* What is being asked
Render the material below as a JSON list of strings, one string per line, leaving out any blank lines.

* Task input
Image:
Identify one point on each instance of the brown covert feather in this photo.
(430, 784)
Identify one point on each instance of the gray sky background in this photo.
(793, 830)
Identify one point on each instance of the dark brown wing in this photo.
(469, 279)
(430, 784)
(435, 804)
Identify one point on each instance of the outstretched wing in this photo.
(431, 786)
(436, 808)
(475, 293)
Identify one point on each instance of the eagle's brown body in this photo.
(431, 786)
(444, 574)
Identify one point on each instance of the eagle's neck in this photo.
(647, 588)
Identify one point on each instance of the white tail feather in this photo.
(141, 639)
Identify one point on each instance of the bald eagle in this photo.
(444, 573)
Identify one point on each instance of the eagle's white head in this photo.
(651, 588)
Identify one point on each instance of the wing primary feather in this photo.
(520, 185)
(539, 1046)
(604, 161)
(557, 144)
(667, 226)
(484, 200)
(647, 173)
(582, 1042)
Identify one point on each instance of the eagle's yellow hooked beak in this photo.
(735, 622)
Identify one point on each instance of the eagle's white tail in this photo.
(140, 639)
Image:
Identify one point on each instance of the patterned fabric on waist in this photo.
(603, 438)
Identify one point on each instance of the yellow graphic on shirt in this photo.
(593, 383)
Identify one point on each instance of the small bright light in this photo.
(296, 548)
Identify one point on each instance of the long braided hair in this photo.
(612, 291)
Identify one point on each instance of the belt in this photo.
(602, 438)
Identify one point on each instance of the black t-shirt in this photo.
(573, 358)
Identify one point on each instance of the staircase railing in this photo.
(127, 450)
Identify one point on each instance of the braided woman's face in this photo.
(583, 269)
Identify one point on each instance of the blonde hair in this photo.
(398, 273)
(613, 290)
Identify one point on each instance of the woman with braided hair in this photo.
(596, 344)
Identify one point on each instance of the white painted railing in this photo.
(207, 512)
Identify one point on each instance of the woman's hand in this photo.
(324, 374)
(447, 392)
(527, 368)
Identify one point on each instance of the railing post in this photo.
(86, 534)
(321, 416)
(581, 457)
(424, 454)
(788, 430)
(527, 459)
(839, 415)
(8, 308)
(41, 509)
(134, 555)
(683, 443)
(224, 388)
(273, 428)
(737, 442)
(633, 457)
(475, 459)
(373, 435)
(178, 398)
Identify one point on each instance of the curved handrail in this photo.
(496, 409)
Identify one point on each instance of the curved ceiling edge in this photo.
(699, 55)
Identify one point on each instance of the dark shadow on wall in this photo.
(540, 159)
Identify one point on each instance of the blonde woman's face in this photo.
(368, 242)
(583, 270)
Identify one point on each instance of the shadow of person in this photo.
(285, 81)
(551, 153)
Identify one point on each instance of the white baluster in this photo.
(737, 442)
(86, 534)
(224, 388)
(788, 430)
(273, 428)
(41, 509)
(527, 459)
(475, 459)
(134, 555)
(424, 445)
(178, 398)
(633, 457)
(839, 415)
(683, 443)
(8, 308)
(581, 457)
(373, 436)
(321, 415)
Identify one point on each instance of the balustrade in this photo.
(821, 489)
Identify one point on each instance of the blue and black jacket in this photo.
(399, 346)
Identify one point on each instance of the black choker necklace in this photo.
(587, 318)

* The answer
[
  "Image:",
  "Identify one point on each instance of the brown covert feather in this photo.",
  "(430, 784)",
  "Identify one point on each instance of the gray sky background in this photo.",
  "(793, 830)",
  "Identify one point on each instance of the dark brown wing in this photo.",
  "(469, 279)",
  "(430, 784)",
  "(435, 804)",
  "Identify one point on each instance of the outstretched wing in this photo.",
  "(431, 786)",
  "(436, 808)",
  "(475, 293)",
  "Identify one point on each instance of the eagle's brown body in this photo.",
  "(431, 786)",
  "(444, 574)",
  "Identify one point on each instance of the eagle's neck in this photo.",
  "(647, 588)",
  "Identify one point on each instance of the white tail feather in this photo.",
  "(141, 639)",
  "Identify one point on each instance of the bald eagle in this photo.",
  "(444, 573)",
  "Identify one point on each instance of the eagle's white head in this photo.",
  "(651, 588)",
  "Identify one point on each instance of the wing primary feather in this photo.",
  "(520, 185)",
  "(539, 1046)",
  "(604, 161)",
  "(557, 144)",
  "(667, 226)",
  "(484, 200)",
  "(647, 173)",
  "(582, 1042)",
  "Identify one point on each instance of the eagle's yellow hooked beak in this photo.",
  "(735, 622)",
  "Identify one point on each instance of the eagle's white tail in this photo.",
  "(140, 639)",
  "Image:",
  "Identify one point on each instance of the patterned fabric on waist in this photo.",
  "(603, 438)",
  "Identify one point on each instance of the yellow graphic on shirt in this photo.",
  "(593, 383)",
  "Identify one point on each instance of the small bright light in this photo.",
  "(296, 548)",
  "Identify one point on each instance of the long braided hair in this photo.",
  "(612, 291)",
  "Identify one point on each instance of the belt in this photo.",
  "(602, 438)",
  "Identify one point on each instance of the black t-shirt in this photo.",
  "(573, 358)",
  "Identify one point on each instance of the staircase railing in this photo.",
  "(127, 450)",
  "Identify one point on each instance of the braided woman's face in this photo.",
  "(583, 269)",
  "Identify one point on each instance of the blonde hair in this photo.",
  "(398, 273)",
  "(613, 290)",
  "Identify one point on each instance of the woman with braided hair in this photo.",
  "(596, 344)",
  "Identify one point on each instance of the white painted railing in this photo.",
  "(207, 512)",
  "Identify one point on each instance of the woman's hand in this photo.",
  "(324, 374)",
  "(447, 392)",
  "(527, 368)",
  "Identify one point on each instance of the railing post in this photo.",
  "(86, 534)",
  "(321, 416)",
  "(581, 457)",
  "(424, 454)",
  "(788, 430)",
  "(527, 459)",
  "(839, 415)",
  "(8, 308)",
  "(41, 509)",
  "(134, 555)",
  "(683, 443)",
  "(224, 388)",
  "(273, 428)",
  "(737, 442)",
  "(633, 457)",
  "(475, 459)",
  "(373, 435)",
  "(178, 398)",
  "Identify one point on each instance of the curved handrail in this photo.",
  "(496, 409)",
  "Identify one point on each instance of the curved ceiling edge in this photo.",
  "(699, 55)",
  "Identify one point on each instance of the dark shadow on wall in this photo.",
  "(540, 159)",
  "Identify one point on each instance of the blonde woman's face in this photo.",
  "(368, 242)",
  "(583, 270)",
  "Identify one point on each instance of the shadow of person in this photo.",
  "(285, 81)",
  "(551, 153)",
  "Identify one point on each instance of the white baluster in this photo.",
  "(737, 442)",
  "(86, 534)",
  "(224, 388)",
  "(788, 430)",
  "(273, 428)",
  "(41, 509)",
  "(527, 459)",
  "(475, 459)",
  "(134, 555)",
  "(424, 445)",
  "(178, 398)",
  "(633, 457)",
  "(839, 415)",
  "(683, 443)",
  "(8, 308)",
  "(581, 457)",
  "(373, 436)",
  "(321, 415)",
  "Identify one point on each instance of the balustrade in this photo.",
  "(821, 489)",
  "Identify one point on each instance of the blue and black jacket in this photo.",
  "(399, 346)",
  "Identify one point on each instance of the black choker necklace in this photo.",
  "(587, 318)"
]